### Text for analysis

....................

Brokeneric....your wife is into some more erotic fetishes. I keyed off one of words "adventurous", there is nothing wrong with being adventurous as long as you want it for both of you and only if your both comfortable. Its when you have an overly adventurous spouse who obsess on that new thing and until they try it they can't focus on anything else. Its like their life isn't complete till they try it that you have a problem. Sometimes once they get it out of their system they find its not as big a deal as they thought. This behavior kind of adventurous is very self serving and narcissistic....not much you can do with them.
_Posted via Mobile Device_


----------



## manticore (Sep 3, 2013)

brokeneric said:


> Its getting to divorce now. Children were hurt in this whole mess. I just wanted to know if I could have done something else to avoid this mess.


Eric my friend, you have you to stop tha thinking like "what you did wrong?" or "what you could have done better?".

your wife cheated because she wanted, she put her selfish desires and cheap thrills over her family welfare, people change and not always for better.

....................

### Problem requirements
Continue the forum thread about the wife's infidelity and the impending divorce, starting right after its final sentence.

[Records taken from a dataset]
....................

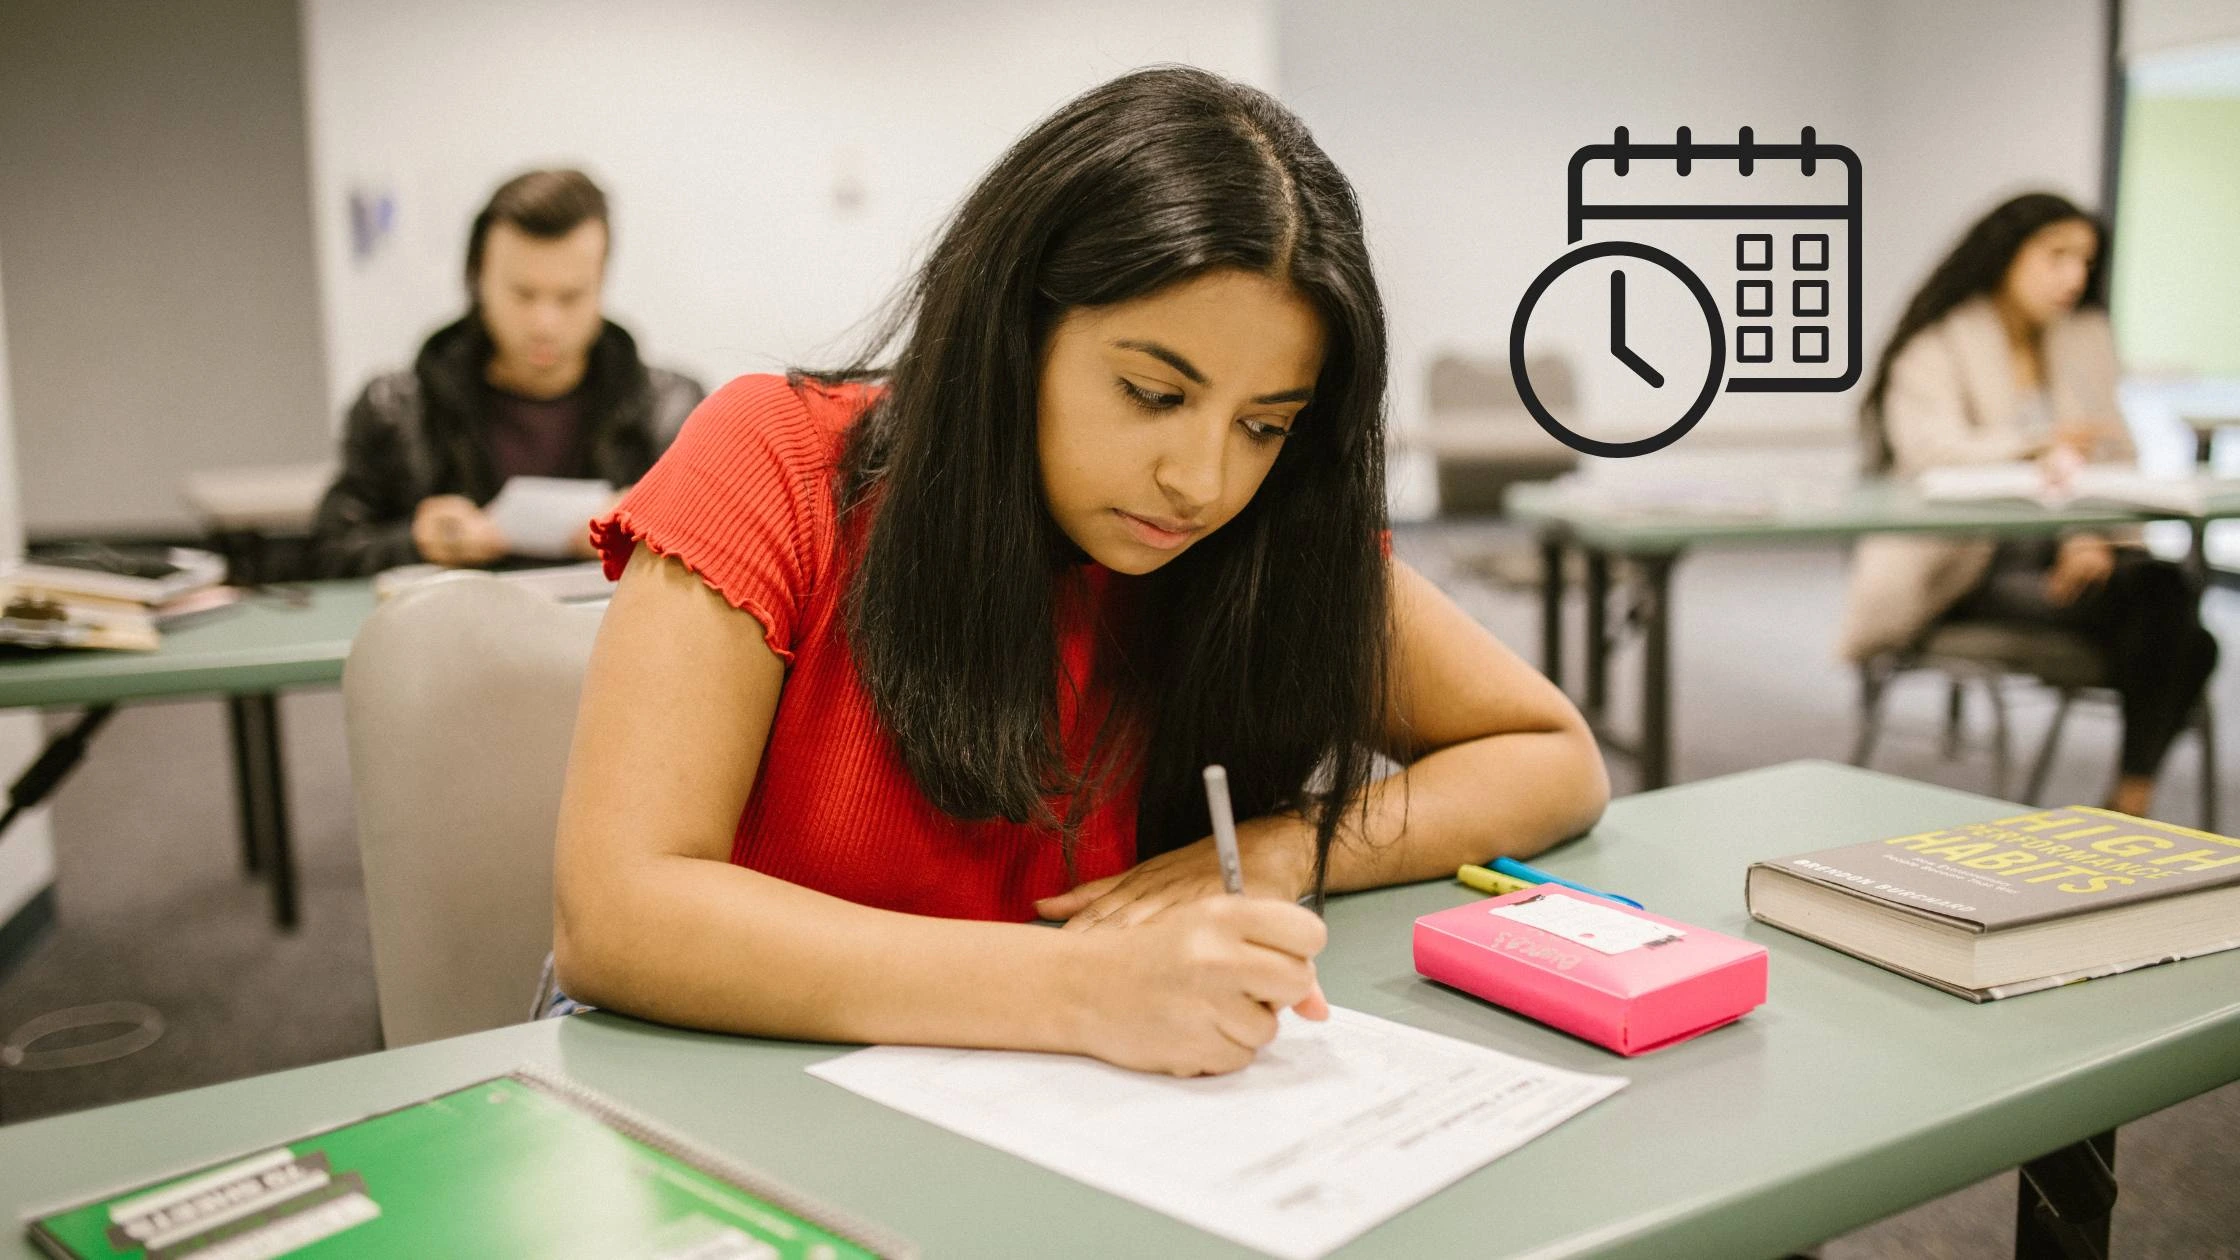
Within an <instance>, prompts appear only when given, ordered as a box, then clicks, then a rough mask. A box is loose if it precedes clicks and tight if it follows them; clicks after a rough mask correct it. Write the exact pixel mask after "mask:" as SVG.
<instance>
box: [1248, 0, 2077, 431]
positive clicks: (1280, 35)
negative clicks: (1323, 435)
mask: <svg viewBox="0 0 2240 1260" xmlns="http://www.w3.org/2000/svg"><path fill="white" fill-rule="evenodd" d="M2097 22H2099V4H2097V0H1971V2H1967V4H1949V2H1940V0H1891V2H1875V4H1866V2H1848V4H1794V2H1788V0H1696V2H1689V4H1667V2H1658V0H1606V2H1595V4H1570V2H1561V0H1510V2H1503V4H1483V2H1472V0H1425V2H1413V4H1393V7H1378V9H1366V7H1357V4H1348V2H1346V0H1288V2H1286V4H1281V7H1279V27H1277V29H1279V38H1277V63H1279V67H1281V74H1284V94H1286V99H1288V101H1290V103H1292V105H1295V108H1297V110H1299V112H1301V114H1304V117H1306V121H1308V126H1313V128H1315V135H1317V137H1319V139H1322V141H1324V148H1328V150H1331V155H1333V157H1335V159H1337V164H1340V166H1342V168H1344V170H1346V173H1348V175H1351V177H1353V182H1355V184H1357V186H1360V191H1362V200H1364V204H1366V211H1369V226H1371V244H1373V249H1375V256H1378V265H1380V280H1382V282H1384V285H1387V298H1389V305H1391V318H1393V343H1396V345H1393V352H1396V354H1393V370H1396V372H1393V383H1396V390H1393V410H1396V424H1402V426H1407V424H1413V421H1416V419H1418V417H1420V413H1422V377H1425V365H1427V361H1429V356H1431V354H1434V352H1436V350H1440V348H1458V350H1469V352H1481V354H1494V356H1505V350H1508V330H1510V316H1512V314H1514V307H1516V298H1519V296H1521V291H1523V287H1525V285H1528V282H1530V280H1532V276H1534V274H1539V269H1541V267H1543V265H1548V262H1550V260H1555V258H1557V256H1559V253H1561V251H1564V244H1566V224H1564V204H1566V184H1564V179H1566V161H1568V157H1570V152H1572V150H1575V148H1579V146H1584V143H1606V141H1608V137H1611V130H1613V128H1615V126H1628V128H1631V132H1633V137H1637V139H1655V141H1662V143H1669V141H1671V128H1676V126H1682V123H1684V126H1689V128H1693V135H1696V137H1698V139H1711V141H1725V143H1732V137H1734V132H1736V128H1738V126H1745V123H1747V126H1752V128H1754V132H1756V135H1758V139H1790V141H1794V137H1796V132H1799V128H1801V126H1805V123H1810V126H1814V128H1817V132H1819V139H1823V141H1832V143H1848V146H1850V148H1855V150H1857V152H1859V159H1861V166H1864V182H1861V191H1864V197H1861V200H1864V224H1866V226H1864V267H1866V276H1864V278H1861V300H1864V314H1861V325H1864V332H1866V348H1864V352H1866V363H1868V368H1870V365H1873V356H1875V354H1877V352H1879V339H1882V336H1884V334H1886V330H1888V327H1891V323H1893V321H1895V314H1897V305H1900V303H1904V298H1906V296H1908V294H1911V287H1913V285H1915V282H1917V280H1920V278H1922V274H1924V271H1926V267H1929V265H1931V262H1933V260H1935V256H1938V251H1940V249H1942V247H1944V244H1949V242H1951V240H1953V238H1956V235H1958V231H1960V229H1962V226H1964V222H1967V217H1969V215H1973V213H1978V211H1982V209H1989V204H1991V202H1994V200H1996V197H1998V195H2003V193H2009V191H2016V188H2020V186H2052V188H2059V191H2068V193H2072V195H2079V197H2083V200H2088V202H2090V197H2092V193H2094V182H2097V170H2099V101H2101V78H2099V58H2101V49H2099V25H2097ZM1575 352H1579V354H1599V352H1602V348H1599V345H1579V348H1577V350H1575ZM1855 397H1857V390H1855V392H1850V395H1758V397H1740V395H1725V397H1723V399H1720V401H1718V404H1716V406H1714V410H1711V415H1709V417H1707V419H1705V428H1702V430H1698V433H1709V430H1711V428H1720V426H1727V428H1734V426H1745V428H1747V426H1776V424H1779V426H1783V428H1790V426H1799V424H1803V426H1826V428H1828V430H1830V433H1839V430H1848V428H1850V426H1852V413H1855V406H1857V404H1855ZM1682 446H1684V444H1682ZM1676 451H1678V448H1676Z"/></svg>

....................

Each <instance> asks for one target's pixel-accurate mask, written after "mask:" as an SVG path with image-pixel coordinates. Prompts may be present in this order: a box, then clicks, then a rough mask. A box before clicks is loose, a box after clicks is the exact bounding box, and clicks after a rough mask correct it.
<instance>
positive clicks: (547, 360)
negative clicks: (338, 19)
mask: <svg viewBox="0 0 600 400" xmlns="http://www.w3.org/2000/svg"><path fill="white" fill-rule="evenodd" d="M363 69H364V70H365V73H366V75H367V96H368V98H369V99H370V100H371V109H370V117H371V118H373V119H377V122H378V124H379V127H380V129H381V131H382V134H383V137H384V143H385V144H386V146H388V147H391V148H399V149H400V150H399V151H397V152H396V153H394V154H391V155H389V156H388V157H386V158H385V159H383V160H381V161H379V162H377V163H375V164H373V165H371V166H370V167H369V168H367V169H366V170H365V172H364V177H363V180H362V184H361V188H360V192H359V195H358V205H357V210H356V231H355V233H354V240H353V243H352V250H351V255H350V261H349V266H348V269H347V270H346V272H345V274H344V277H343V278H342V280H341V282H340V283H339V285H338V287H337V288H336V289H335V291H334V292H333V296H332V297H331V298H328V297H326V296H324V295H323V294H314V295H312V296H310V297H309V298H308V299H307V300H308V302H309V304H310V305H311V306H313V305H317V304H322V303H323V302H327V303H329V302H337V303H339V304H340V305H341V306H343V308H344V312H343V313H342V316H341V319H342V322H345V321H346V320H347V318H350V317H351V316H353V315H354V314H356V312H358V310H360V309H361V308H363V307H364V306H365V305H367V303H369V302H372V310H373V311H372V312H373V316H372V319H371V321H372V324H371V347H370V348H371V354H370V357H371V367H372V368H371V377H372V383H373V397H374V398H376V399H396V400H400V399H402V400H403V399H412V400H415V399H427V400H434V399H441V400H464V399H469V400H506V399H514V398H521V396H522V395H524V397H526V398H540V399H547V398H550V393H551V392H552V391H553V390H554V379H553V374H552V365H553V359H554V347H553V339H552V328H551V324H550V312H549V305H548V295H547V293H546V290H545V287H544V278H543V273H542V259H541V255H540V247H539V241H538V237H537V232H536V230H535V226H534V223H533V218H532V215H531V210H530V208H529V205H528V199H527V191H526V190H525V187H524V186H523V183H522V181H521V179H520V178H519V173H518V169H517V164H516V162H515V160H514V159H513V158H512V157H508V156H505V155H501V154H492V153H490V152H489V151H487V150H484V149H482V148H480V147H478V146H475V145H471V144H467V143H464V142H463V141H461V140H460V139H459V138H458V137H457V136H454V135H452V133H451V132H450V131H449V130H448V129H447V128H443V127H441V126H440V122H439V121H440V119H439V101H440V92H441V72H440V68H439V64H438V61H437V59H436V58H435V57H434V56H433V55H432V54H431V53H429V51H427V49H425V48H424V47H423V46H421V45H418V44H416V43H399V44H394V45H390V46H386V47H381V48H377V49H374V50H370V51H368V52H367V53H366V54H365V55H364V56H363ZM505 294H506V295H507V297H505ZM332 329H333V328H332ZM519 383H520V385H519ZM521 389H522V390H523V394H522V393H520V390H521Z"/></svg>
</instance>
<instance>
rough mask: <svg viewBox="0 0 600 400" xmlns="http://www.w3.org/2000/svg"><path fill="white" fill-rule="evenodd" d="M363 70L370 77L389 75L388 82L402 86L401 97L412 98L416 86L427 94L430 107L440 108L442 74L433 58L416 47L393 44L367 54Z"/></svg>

....................

### Answer space
remember even after you caught her cheating you gave her another chance and she cheated again even when you accepted to be part of her sexual fantasies, what else could you have done?, nothing, in fact you did nothing wrong in first place.

I once told to my GF jokingly about having a 3some (I was also exploring the waters) I saw the hurt in her face and she told me if actually wanted to do it, of course I said not, I will not go out of my relationship looking for a 3some with someone else if I know I have the risk to hurt her and lost my relationship, that is how most people act, imagine if every man or woman who had fantasies will go and give in on those fantasies the infidelity rate will be 100%, you did more tan enough after a second chance and even accepting to play her fatazies, with time you will realize that the problem is within her.


----------



## brokeneric (Jan 27, 2014)

Manticore, even after all these I am not ready to let her go. I still don't know if I can get through the divorce. Life sucks.


----------



## 6301 (May 11, 2013)

brokeneric said:


> Manticore, even after all these I am not ready to let her go. I still don't know if I can get through the divorce. Life sucks.


 Yes you can. Right now your hurting big time from the betrayal and it takes time. 

Honestly, it sounds like your outlook on sex and her's are mile apart and once your free from the divorce and you mind is clear, you'll find someone that is more in line with your ways. 

Divorce isn't easy but speaking from experience, you get over it and your no exception to the rule. Good Luck.
6301


----------



## brokeneric (Jan 27, 2014)

Sometimes I get up at night ans start laughing maniacally thinking about her fantasies. Then I go into a shutdown mode thinking where her fantasies took us.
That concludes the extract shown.